▶ _Requirement_: Repeat each of the following rows verbatim, line for line.
====== Extracted information ======
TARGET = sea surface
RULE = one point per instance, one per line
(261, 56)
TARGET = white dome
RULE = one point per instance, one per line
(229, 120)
======
▶ _Final result_:
TARGET = sea surface
RULE = one point per instance, one per line
(261, 56)
TARGET = white dome
RULE = one point per instance, one per line
(229, 120)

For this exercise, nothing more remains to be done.